*Исходный текст*.
Но не только дворцовыми постройками занимался зодчий. В начале 1726 года он должен был проектировать караульню у Аничкова моста «брусящетую галерею архитектурно и выкрасить ее краскою как надлежит». Много времени в 1726 и 1727 годах отдавал Земцов исполнения обмерных чертежей «здешних строений», составление которых предписывалось указами.
Работы 1731 года положили начало новому этапу в жизни города. Однако в это же время обычно дружески расположенный к Земцову Б.К. Растрелли пустил в ход все имевшиеся у него связи в придворных кругах, чтобы наиболее значительные заказы новой императрицы были отданы его сыну Франческо Бартоломео Растрелли. Хлопоты отца-скульптора увенчались успехом, и Растрелли-архитектору было поручено проектирование, а затем и строительство двух новых дворцов – Летнего и Зимнего. Успех обеих построек превзошел все ожидания. Недавно мало кому известный архитектор сразу приобрел славу и могучих покровителей Вскоре он получил и звание «обер-архитектора».
Стремительный взлет Растрелли-сына в начале 1730-х годов в значительной степени отодвинул Земцова на второй план. Более того, новый Летний дворец решили возвести на месте, занятом Залой для славных торжествований. Можно себе представить, как тяжело было Земцову.
Работы Земцова для двора императрицы Анны ограничились Петергофом. Здесь ему было поручено расширить Верхние палаты. Земцов быстро справился с этой задачей. Одновременно он завершал Марлинский каскад и продолжал сооружение Руинного каскада.
К числу новых авторских работ Земцова, осуществленных в начале 1730-х годов, относится каменная церковь Симеона и Анны, которая и поныне стоит на углу улиц Белинского и Моховой. Исключительную цельность постройке придает последовательное применение ордера. Стены церкви и первого этажа колокольни обработаны пилястрами римско-дорического ордера. Выше, на ярусах колокольни и на барабане купола, применены более легкие ионический и коринфский ордера. Несмотря на довольно существенные изменения, которым подверглось это сооружение, оно и сейчас отличается благородством архитектуры, живописным сочетанием объемов и хорошо найденным силуэтом.
В конце 1720-х и начале 1730-х годов Земцову пришлось взять на себя огромный объем очень сложных и ответственных работ, связанных с завершением затянувшегося строительства крупнейших построек, возводившихся по проектам разных зодчих. Не будет преувеличением сказать, что этот вид деятельности занимал в первой половине тридцатых годов большую часть времени архитектора. Еще в конце 1727 года к нему перешли объекты, над которыми трудился до дня отъезда на родину Г. Киавери. В их числе были весьма различные по назначению здания внушительных размеров: придворные конюшни, Исаакиевская церковь, первый в России музей – Кунсткамера, а также расположенный рядом с нею бывший дворец царицы Прасковьи Федоровны.

*Что сделать*.
1. Воспроизведите дословно отрывок текста о Земцове от «Но не только» до «которых предписывалось указами.» включительно.
2. На углу каких улиц, согласно тексту о Земцове, до сих пор стоит церковь Симеона и Анны?

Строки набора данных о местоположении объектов
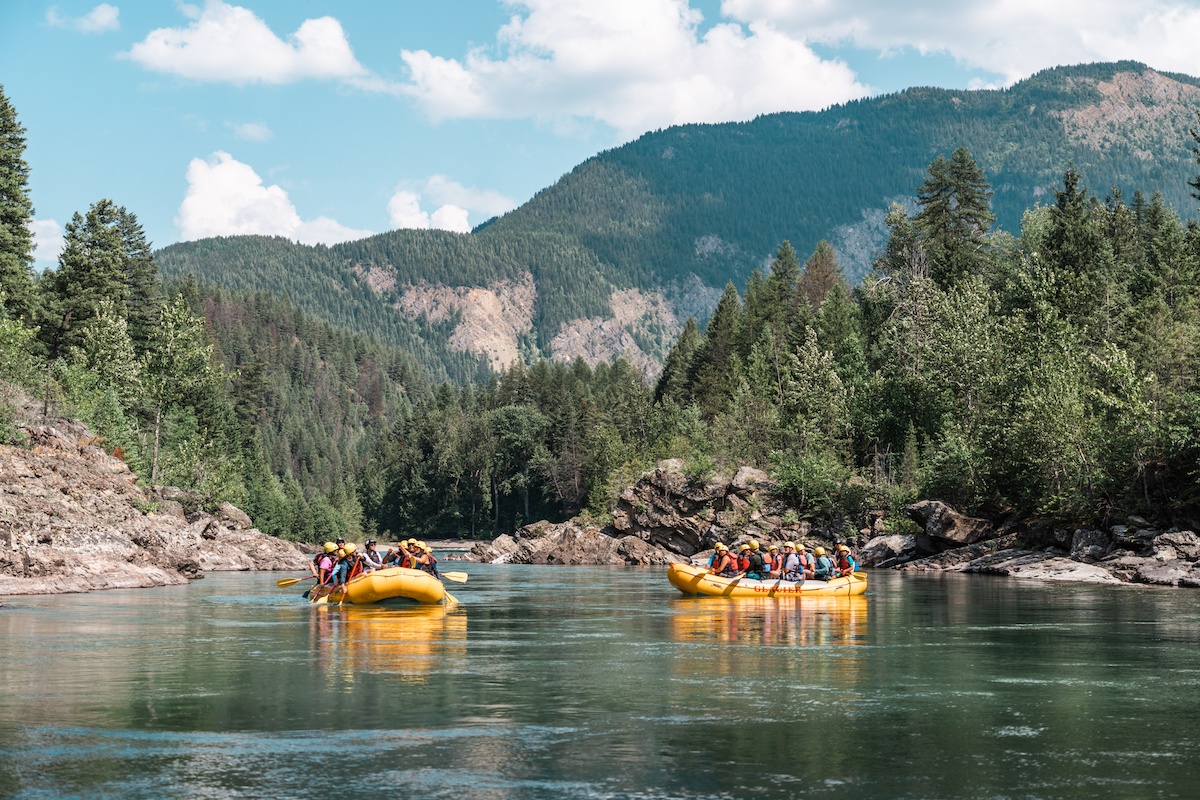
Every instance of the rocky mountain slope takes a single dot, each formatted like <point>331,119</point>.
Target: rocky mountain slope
<point>667,516</point>
<point>72,518</point>
<point>675,215</point>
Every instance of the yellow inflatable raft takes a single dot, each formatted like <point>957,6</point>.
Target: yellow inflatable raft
<point>696,581</point>
<point>385,584</point>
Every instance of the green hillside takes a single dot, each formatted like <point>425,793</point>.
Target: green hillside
<point>688,209</point>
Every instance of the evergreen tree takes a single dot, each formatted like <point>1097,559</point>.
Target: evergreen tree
<point>16,215</point>
<point>714,370</point>
<point>673,382</point>
<point>954,217</point>
<point>821,275</point>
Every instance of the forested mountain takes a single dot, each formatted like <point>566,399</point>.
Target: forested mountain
<point>612,258</point>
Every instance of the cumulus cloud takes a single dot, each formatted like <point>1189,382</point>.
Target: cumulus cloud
<point>100,19</point>
<point>231,43</point>
<point>1012,38</point>
<point>227,198</point>
<point>631,64</point>
<point>252,131</point>
<point>454,202</point>
<point>47,240</point>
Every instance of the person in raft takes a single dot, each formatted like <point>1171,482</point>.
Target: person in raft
<point>371,558</point>
<point>723,564</point>
<point>323,564</point>
<point>808,561</point>
<point>846,563</point>
<point>353,563</point>
<point>825,569</point>
<point>773,561</point>
<point>791,567</point>
<point>756,567</point>
<point>399,557</point>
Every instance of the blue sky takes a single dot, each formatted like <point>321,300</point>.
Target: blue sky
<point>324,121</point>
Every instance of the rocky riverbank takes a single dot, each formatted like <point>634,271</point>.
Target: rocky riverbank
<point>72,518</point>
<point>667,516</point>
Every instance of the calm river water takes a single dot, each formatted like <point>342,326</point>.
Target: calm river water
<point>603,683</point>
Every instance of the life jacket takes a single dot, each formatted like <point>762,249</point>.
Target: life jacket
<point>323,575</point>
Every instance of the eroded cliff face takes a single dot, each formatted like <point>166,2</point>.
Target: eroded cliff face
<point>492,319</point>
<point>1137,108</point>
<point>639,319</point>
<point>497,320</point>
<point>72,518</point>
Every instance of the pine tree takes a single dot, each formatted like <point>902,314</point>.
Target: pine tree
<point>954,217</point>
<point>16,215</point>
<point>821,275</point>
<point>715,368</point>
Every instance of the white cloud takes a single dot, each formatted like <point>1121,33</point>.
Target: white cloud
<point>47,240</point>
<point>252,131</point>
<point>1012,38</point>
<point>100,19</point>
<point>454,202</point>
<point>227,198</point>
<point>405,209</point>
<point>231,43</point>
<point>490,203</point>
<point>631,64</point>
<point>450,217</point>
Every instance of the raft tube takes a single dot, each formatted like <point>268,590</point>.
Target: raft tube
<point>387,584</point>
<point>696,581</point>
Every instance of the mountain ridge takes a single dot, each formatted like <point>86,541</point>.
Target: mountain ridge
<point>681,211</point>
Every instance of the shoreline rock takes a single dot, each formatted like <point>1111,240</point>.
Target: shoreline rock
<point>72,518</point>
<point>669,517</point>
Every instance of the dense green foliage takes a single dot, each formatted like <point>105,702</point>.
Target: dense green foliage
<point>714,202</point>
<point>16,214</point>
<point>1050,373</point>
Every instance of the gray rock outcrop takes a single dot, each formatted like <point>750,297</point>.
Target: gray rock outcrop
<point>72,518</point>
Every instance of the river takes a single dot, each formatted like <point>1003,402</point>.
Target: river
<point>603,683</point>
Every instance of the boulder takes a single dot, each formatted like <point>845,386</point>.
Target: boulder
<point>1039,566</point>
<point>1090,545</point>
<point>1183,543</point>
<point>749,480</point>
<point>1163,573</point>
<point>233,517</point>
<point>888,551</point>
<point>946,528</point>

*Ответы ниже*.
1.
Но не только дворцовыми постройками занимался зодчий. В начале 1726 года он должен был проектировать караульню у Аничкова моста «брусящетую галерею архитектурно и выкрасить ее краскою как надлежит». Много времени в 1726 и 1727 годах отдавал Земцов исполнения обмерных чертежей «здешних строений», составление которых предписывалось указами.

2. На углу улиц Белинского и Моховой.